**Your instructions**
Select each line in the records that contains the word "white" and copy those lines out in full.

**Supplied entries**
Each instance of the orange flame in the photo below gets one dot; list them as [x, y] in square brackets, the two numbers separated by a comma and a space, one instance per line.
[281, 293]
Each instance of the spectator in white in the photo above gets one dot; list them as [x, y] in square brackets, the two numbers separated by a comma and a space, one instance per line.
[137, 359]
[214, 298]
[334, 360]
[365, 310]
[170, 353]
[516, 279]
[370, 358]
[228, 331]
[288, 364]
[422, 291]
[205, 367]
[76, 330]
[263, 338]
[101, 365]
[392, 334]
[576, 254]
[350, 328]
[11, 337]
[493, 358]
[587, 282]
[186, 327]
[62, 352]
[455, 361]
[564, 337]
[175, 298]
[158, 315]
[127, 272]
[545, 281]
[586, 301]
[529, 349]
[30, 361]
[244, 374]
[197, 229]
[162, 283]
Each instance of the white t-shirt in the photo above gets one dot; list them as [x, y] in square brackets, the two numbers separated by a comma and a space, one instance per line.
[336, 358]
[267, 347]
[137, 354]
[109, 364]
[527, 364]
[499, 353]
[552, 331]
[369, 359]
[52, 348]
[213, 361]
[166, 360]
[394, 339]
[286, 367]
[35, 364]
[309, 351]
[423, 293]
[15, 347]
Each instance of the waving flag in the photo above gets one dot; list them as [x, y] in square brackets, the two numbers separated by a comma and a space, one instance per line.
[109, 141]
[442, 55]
==
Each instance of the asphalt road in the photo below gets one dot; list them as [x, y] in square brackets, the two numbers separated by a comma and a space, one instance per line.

**Correct output**
Each instance of the spectator in white in the photo above gets one dot; list them as [x, y] in square brackets, the two numbers separated by a comma and a space, one instance per line.
Each instance of the white t-shirt in the photo above gets one dot; list them as [x, y] in square brackets, the two numbers separated by a comma and a space, one instance per line.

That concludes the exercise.